---------- Given records
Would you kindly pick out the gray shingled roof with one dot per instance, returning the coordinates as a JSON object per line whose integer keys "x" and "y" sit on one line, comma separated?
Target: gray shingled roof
--------------------
---------- Given records
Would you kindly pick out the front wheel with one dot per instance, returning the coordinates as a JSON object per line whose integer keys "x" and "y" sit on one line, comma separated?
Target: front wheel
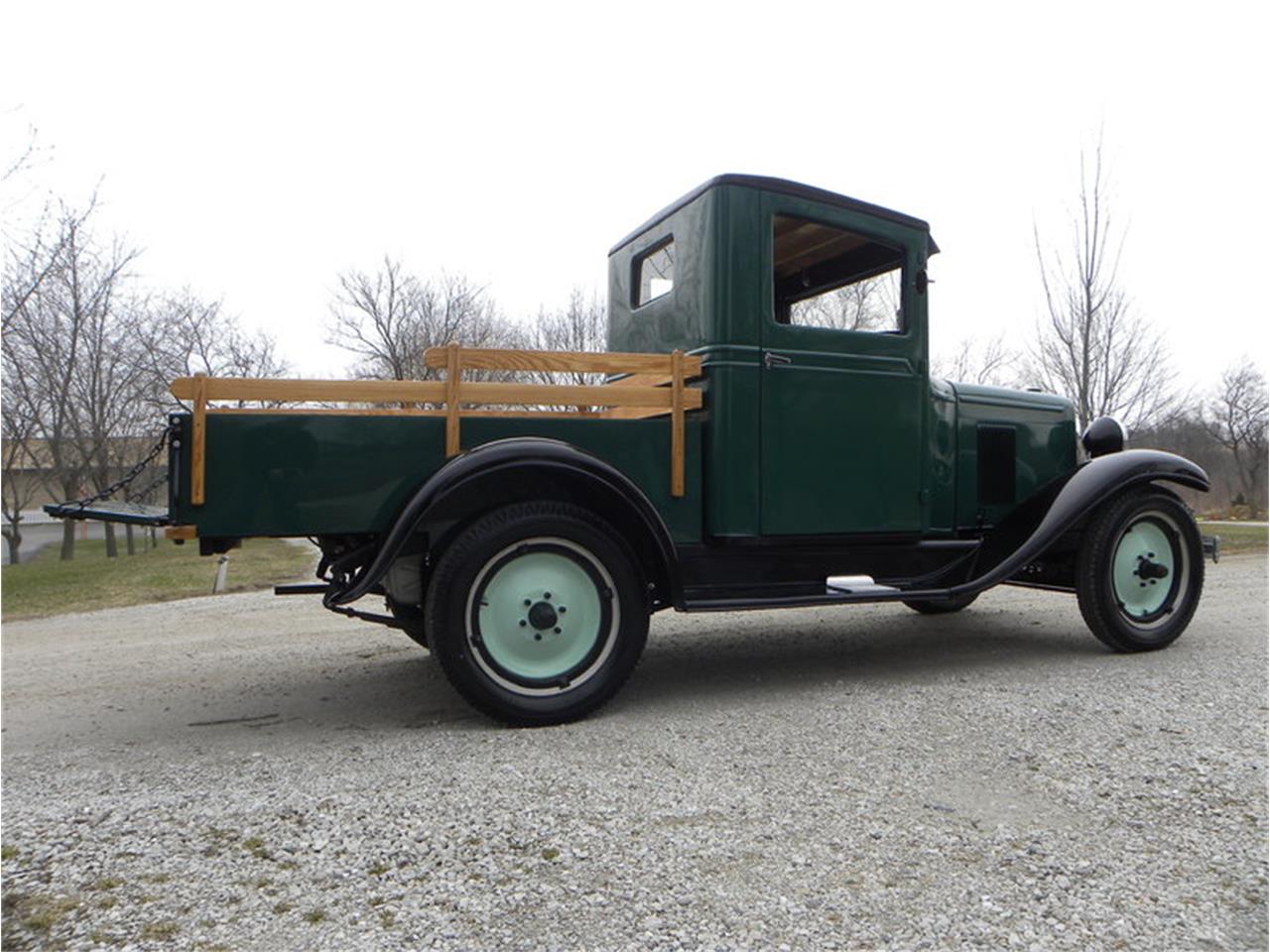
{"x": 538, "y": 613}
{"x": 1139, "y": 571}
--------------------
---------- Given records
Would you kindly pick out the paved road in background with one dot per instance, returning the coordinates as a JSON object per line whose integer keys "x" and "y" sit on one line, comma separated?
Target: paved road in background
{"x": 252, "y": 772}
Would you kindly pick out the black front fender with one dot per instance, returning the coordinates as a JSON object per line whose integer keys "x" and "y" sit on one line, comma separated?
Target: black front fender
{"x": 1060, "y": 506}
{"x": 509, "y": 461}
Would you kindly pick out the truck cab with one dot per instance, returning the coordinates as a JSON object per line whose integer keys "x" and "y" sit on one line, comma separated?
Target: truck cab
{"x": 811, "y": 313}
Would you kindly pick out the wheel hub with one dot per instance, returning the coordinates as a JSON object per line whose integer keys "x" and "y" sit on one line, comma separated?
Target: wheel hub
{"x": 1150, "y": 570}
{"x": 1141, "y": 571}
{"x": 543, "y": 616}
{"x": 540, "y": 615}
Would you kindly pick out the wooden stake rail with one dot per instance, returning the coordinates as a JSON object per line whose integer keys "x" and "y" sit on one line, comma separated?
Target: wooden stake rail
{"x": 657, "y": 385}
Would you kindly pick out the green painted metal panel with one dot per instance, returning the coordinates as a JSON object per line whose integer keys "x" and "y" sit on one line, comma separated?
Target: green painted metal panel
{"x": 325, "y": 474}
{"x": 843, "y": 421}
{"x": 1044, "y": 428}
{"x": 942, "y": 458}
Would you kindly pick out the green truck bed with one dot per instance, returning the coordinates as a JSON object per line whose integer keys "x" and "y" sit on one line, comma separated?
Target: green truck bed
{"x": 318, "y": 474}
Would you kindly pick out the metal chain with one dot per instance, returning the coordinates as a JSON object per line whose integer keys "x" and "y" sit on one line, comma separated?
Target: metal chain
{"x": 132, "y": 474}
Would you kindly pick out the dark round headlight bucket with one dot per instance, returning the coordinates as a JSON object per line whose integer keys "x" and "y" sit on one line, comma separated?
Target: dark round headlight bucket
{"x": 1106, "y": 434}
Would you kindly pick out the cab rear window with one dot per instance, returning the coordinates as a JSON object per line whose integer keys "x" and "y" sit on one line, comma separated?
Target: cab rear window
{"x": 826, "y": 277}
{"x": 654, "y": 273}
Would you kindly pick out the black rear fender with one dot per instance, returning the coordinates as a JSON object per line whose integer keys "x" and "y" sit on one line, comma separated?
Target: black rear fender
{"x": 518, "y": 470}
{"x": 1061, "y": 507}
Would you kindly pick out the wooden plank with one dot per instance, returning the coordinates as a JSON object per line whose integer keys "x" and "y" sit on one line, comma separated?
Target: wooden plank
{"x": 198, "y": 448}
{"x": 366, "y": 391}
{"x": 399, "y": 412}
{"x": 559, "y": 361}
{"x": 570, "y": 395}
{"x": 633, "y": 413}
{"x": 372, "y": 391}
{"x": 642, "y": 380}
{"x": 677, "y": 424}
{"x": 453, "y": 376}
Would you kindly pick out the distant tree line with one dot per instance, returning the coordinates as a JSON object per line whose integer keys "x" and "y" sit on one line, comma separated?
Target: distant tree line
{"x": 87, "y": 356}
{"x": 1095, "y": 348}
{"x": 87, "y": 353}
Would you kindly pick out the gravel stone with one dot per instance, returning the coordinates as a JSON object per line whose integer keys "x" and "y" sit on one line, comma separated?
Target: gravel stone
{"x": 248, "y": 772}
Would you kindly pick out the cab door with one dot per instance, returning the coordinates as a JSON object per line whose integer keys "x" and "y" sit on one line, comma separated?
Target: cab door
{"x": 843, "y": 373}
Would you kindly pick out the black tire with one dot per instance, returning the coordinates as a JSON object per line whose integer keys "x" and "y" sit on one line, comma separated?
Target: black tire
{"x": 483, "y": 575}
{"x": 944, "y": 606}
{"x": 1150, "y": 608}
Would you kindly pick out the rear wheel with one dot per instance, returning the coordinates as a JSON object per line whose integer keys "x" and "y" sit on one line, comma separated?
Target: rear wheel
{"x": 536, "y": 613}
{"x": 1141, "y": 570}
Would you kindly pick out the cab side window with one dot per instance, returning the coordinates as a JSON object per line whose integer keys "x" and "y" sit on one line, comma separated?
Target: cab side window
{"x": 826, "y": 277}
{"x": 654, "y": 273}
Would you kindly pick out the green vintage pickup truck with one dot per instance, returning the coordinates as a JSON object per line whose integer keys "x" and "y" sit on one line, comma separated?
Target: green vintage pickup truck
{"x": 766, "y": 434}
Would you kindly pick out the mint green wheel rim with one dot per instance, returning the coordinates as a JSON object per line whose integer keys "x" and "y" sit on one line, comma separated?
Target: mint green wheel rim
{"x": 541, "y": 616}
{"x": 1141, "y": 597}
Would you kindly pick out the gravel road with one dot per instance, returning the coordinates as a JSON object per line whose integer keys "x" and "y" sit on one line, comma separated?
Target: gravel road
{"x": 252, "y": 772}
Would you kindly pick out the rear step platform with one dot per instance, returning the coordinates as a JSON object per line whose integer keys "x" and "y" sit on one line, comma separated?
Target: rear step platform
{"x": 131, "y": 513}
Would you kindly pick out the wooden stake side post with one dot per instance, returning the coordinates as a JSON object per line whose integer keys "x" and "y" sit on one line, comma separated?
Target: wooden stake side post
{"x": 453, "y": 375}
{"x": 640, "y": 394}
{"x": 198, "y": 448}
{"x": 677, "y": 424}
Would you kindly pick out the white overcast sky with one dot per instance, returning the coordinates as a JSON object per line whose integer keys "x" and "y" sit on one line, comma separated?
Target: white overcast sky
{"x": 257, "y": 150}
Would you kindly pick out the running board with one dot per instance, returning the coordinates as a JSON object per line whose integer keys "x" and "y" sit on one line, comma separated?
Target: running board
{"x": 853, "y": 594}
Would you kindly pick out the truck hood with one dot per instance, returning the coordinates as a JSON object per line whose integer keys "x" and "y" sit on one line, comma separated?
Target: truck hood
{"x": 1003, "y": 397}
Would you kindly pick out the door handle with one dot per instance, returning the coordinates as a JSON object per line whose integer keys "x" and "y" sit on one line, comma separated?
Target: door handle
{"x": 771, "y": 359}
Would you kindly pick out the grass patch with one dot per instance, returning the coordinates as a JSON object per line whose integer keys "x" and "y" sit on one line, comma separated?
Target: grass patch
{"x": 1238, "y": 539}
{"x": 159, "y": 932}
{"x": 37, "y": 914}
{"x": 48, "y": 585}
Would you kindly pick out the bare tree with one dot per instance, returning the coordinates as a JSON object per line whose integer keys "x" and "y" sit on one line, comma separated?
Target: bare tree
--------------------
Rewrite everything in the material from the line containing "Would you kindly pick out the door" down to the line containing "Target: bare tree", replacing "grass patch" with "grassy area" and leaving everything else as it is.

Would you kindly pick out the door handle with one dot per instance, returning the coordinates as a JSON object per line whose integer keys "x" and "y" sit on one line, comma separated?
Target: door handle
{"x": 771, "y": 359}
Would you kindly pick out the grassy area with one dot per instance, returning the coordinates as a JSON object per line whose integer keys "x" and "y" sit on one line, comma separated?
Target: grassy area
{"x": 1238, "y": 539}
{"x": 159, "y": 932}
{"x": 37, "y": 914}
{"x": 48, "y": 585}
Would you kindly pick out the bare tree with one dot per instance, returning the coordinates as a JSON object per line whose integer keys "x" and "y" sit on one line, comma separated?
Target: bare tree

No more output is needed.